_Your task_: Output the listing below, from its first line through the line containing "Draw the outline of every instance of the man", as a JSON list of strings with one string per line and blank lines omitted.

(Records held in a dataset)
+++++

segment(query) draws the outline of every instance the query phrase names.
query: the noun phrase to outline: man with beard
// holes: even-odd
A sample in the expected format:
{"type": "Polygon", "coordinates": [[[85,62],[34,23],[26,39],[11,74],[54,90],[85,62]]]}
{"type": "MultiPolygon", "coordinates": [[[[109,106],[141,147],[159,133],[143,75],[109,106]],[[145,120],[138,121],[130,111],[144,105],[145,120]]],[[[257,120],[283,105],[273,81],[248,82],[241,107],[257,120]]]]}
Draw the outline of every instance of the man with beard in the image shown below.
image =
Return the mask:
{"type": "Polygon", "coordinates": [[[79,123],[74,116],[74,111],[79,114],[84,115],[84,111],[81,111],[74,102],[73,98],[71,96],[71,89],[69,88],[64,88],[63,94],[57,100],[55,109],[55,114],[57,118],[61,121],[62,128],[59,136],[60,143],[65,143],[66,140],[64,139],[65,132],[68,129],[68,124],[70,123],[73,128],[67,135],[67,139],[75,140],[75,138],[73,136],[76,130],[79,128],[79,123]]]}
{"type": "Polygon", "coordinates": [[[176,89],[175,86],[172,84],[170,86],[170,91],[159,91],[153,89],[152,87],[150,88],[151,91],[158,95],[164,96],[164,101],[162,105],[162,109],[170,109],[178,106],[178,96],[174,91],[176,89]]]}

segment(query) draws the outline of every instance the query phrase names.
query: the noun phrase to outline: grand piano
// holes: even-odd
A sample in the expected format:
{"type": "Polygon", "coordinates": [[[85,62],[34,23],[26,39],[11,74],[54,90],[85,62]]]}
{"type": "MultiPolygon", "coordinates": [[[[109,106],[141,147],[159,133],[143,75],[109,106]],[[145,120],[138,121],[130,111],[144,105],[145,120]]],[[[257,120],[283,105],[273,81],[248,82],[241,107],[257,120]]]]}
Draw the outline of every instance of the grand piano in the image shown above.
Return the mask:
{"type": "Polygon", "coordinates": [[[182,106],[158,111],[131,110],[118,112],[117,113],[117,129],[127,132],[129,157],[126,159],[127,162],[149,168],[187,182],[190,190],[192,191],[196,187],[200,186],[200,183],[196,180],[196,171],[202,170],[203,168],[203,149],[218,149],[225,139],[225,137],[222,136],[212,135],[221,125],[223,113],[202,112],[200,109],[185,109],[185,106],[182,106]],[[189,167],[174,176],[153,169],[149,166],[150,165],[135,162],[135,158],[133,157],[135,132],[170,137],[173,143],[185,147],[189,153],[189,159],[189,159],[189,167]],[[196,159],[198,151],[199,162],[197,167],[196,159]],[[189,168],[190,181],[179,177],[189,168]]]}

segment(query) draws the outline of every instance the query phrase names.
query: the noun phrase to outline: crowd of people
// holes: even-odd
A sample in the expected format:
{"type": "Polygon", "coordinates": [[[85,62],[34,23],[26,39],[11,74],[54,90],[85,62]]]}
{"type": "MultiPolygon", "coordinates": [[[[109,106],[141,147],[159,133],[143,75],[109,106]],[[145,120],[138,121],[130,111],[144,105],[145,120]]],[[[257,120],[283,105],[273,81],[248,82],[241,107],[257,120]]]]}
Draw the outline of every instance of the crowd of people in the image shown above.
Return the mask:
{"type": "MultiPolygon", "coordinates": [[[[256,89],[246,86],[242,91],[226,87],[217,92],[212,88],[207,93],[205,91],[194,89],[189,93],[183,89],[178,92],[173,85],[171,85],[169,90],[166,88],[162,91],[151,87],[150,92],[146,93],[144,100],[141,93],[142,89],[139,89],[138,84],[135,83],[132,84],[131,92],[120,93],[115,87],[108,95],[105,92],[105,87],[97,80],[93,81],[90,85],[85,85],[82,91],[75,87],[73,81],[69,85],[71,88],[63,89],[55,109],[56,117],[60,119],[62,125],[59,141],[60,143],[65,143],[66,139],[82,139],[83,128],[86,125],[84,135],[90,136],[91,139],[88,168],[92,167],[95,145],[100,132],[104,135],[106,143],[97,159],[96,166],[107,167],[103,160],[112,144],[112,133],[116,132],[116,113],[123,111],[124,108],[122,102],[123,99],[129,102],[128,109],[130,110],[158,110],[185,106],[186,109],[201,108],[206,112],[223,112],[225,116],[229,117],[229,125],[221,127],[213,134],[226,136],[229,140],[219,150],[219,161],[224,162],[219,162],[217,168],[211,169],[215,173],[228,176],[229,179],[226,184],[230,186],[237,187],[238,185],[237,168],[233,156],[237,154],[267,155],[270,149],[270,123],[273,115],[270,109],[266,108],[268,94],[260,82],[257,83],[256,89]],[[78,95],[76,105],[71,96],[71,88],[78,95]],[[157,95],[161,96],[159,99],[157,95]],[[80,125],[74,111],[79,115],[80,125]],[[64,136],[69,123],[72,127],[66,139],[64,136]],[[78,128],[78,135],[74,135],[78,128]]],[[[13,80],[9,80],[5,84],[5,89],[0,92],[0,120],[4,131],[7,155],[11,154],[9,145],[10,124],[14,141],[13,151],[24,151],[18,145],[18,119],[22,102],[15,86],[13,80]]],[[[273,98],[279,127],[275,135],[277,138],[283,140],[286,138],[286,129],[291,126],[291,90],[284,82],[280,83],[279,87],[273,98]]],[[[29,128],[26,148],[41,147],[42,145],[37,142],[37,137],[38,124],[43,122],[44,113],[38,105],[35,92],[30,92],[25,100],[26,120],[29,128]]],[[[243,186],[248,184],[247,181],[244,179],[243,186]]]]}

+++++

_Solution to this exercise_:
[
  "segment(query) draws the outline of every instance the query phrase names.",
  "query: the noun phrase to outline: man with beard",
  "// holes: even-odd",
  "A sample in the expected format:",
  "{\"type\": \"Polygon\", \"coordinates\": [[[85,62],[34,23],[26,39],[11,74],[54,90],[85,62]]]}",
  "{\"type\": \"MultiPolygon\", \"coordinates\": [[[[109,106],[141,147],[159,133],[143,75],[109,106]],[[145,120],[138,121],[130,111],[144,105],[145,120]]],[[[257,120],[283,105],[273,81],[248,82],[241,107],[257,120]]]]}",
  "Draw the outline of every instance of the man with beard in the image shown below."
]